Labeled area outline items
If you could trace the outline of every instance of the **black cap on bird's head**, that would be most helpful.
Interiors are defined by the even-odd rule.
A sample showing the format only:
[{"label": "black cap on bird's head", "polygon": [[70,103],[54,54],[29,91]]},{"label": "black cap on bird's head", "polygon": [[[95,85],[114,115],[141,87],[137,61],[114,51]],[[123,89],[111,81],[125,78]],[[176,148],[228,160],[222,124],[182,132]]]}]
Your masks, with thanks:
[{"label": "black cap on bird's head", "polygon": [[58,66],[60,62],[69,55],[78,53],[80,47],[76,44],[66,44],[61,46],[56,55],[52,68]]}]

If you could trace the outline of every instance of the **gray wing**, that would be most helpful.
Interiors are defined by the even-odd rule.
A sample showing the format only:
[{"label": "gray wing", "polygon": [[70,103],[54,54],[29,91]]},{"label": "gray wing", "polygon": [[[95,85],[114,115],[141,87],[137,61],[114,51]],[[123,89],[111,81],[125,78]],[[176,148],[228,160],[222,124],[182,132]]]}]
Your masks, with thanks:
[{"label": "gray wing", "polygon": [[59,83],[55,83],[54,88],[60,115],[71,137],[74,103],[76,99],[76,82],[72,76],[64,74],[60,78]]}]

• To be done: Could you write out all of the records again, replacing every "most helpful" with "very useful" and leaving everything else unchanged?

• In response:
If you could trace the outline of every instance of the **black cap on bird's head**, that would be very useful.
Interiors are defined by the even-odd rule.
A sample showing the format only:
[{"label": "black cap on bird's head", "polygon": [[70,103],[54,54],[29,91]]},{"label": "black cap on bird's head", "polygon": [[[95,85],[114,115],[141,87],[137,61],[114,51]],[[123,89],[111,81],[125,78]],[[176,148],[228,160],[222,124],[182,132]]]}]
Your masks, with thanks:
[{"label": "black cap on bird's head", "polygon": [[58,66],[60,62],[69,55],[78,53],[80,47],[76,44],[66,44],[61,46],[56,55],[52,68]]}]

If you could trace the outline of every instance of the **gray wing**, that would be very useful.
Interiors are defined by the even-odd rule.
A sample showing the format only:
[{"label": "gray wing", "polygon": [[70,103],[54,54],[29,91]]},{"label": "gray wing", "polygon": [[[95,85],[114,115],[141,87],[137,61],[114,51]],[[123,89],[111,81],[125,78]],[[176,148],[228,160],[222,124],[182,132]]]}]
Your masks, with thanks:
[{"label": "gray wing", "polygon": [[59,83],[55,83],[54,88],[60,115],[71,137],[74,103],[76,99],[76,82],[72,76],[64,74],[60,78]]}]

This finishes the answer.